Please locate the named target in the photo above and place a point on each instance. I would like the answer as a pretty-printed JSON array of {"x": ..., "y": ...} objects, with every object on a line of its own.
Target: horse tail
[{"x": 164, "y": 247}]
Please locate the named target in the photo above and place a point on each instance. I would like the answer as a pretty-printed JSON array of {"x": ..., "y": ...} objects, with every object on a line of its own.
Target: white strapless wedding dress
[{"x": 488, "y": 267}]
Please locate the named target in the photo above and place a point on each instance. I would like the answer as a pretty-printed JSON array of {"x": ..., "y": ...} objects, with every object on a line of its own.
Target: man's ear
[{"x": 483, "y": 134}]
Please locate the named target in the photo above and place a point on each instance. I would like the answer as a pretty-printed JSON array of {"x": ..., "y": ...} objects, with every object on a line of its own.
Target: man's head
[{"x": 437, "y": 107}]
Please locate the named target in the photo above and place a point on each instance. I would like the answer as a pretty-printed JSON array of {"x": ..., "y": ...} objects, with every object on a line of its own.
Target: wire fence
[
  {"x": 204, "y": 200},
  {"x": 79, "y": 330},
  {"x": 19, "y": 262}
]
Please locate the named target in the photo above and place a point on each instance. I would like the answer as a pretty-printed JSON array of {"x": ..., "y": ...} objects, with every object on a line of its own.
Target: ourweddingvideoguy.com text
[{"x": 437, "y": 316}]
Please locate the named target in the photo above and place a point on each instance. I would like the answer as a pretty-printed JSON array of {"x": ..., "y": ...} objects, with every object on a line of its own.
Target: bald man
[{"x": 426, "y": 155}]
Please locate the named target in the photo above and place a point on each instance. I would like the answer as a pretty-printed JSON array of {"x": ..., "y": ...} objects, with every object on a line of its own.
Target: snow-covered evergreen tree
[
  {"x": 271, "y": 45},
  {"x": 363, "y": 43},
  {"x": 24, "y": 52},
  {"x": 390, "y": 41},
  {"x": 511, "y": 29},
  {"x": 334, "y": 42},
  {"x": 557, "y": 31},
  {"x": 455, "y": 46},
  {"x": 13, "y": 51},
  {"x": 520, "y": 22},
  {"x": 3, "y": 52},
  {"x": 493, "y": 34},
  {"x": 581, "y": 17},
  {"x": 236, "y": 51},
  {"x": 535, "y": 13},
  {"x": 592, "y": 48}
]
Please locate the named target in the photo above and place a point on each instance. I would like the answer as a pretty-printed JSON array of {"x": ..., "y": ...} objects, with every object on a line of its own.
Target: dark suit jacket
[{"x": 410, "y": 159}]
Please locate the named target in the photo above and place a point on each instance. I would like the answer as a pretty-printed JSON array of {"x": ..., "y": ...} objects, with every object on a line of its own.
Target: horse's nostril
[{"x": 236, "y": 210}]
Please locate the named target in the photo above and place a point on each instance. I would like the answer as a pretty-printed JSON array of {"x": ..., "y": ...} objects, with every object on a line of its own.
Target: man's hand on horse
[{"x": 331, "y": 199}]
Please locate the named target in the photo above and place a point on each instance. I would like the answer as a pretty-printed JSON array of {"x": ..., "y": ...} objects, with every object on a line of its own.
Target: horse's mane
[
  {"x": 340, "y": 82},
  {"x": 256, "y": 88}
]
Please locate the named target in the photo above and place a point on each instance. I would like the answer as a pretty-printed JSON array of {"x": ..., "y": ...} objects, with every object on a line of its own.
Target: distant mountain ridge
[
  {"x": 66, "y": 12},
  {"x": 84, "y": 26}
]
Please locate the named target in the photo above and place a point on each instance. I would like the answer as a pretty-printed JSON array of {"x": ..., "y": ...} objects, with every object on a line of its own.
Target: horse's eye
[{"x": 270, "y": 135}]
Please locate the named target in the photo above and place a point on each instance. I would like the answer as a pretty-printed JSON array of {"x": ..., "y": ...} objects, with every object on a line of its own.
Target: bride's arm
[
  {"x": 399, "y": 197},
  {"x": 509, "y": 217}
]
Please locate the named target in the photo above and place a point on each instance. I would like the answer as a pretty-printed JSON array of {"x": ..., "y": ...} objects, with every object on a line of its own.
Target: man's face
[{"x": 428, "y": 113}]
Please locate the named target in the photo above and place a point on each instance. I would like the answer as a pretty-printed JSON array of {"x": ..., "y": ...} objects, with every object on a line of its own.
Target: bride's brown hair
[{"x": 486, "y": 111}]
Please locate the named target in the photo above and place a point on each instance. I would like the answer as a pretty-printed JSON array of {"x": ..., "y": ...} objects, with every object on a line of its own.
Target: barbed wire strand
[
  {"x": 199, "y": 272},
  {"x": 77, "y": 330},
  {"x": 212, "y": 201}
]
# # # #
- AIM OF THE EXERCISE
Set down all the data exactly as given.

- REPLY
Please locate the named target in the photo above and place a point on each instance. I would like the answer as a pretty-printed JSON array of {"x": ..., "y": ...} objects, with every object on a line of its own.
Target: horse tail
[{"x": 164, "y": 247}]
Please locate the named target in the photo above and place a point on each instance. I would like the answer as a pretty-printed JSON array of {"x": ..., "y": ...} objects, with every object on a line of its own.
Target: white strapless wedding dress
[{"x": 488, "y": 267}]
Please locate the named target in the photo above and place a point on each instance. I would like the answer as a pretty-printed JSON array of {"x": ..., "y": ...} objects, with every object on a line of its own.
Target: man's ear
[{"x": 483, "y": 134}]
Please locate the named target in the photo above and place a point on each instance. I would like the answer as a pretty-printed JSON array of {"x": ..., "y": ...} objects, with every object on a line of its own.
Target: man's head
[{"x": 437, "y": 107}]
Please locate the named target in the photo above and place a point on each instance. I would like the answer as a pretty-printed JSON array of {"x": ..., "y": ...} objects, with every object on a line of its own.
Target: wire fence
[
  {"x": 204, "y": 200},
  {"x": 79, "y": 330},
  {"x": 19, "y": 262}
]
Please locate the named target in the photo above and place a point on each instance. I would like the answer as a pretty-printed JSON array of {"x": ..., "y": ...} objects, with every object on a line of its own.
Target: ourweddingvideoguy.com text
[{"x": 437, "y": 316}]
Please locate the named target in the photo above and place a point on each instance. I would like the answer as a pretty-printed JSON array of {"x": ..., "y": ...} objects, with every object on a line of its own.
Target: bald man
[{"x": 426, "y": 155}]
Please locate the named target in the photo above and place a point on each instance. I would like the answer as a pretty-printed JSON array of {"x": ..., "y": ...} objects, with every object on a line of its own.
Target: snow-covered evergreen tree
[
  {"x": 271, "y": 45},
  {"x": 363, "y": 43},
  {"x": 24, "y": 52},
  {"x": 390, "y": 41},
  {"x": 511, "y": 29},
  {"x": 334, "y": 42},
  {"x": 557, "y": 31},
  {"x": 455, "y": 46},
  {"x": 13, "y": 51},
  {"x": 520, "y": 22},
  {"x": 3, "y": 52},
  {"x": 493, "y": 34},
  {"x": 581, "y": 17},
  {"x": 236, "y": 51},
  {"x": 535, "y": 13},
  {"x": 592, "y": 48}
]
Please locate the named target in the photo above and place a point on each instance. I would like the answer as a pretty-printed JSON array of {"x": ..., "y": ...} objects, with every object on a line of its own.
Target: dark suit jacket
[{"x": 410, "y": 159}]
Please locate the named target in the photo above and place a point on each instance. I would like the answer as a pretty-printed JSON array of {"x": ..., "y": ...} objects, with every object on a line of its own.
Target: horse's nostril
[{"x": 236, "y": 210}]
Please locate the named target in the photo above and place a point on each instance. I would like the answer as a pretty-printed JSON array of {"x": ..., "y": ...} objects, with every object on a line of its own.
Target: man's hand on horse
[{"x": 331, "y": 199}]
Please locate the named target in the photo above and place a point on each instance. I would like the answer as a pretty-printed JSON array of {"x": ..., "y": ...} objects, with every object on a line of its own.
Target: horse's mane
[
  {"x": 340, "y": 82},
  {"x": 256, "y": 88}
]
Please locate the named target in the photo above and place a point on each instance. I would like the answer as a pretty-printed JSON array of {"x": ..., "y": ...} objects, with every object on a line of its own.
Target: distant mountain ridge
[
  {"x": 66, "y": 12},
  {"x": 84, "y": 26}
]
Please locate the named target in the photo above and place a point on each instance. I would like the answer as a pretty-printed JSON array of {"x": ..., "y": ...} objects, with every object on a line of its own.
Target: horse's eye
[{"x": 270, "y": 135}]
Please locate the named target in the photo above and place a point on each instance. I would like the answer as a pretty-printed JSON array of {"x": ..., "y": ...} objects, with every object on a line of its own.
Target: bride's arm
[
  {"x": 399, "y": 197},
  {"x": 509, "y": 217}
]
Please locate the named target in the photo above and place a point on each instance. I would like the answer as a pretty-printed JSON array of {"x": ..., "y": ...} objects, with every object on a line of its own.
Target: man's face
[{"x": 428, "y": 113}]
Please locate the named target in the photo above and place a point on each instance. I would like the answer as a pretty-printed JSON array of {"x": ..., "y": ...} objects, with every object on a line of its own.
Target: bride's brown hair
[{"x": 486, "y": 111}]
Please locate the named target in the photo above and place a point on each instance. I would like the answer as a pretty-printed JSON array of {"x": ..., "y": ...} objects, with every object on a line of its own.
Target: barbed wire strand
[
  {"x": 199, "y": 272},
  {"x": 77, "y": 330},
  {"x": 212, "y": 201}
]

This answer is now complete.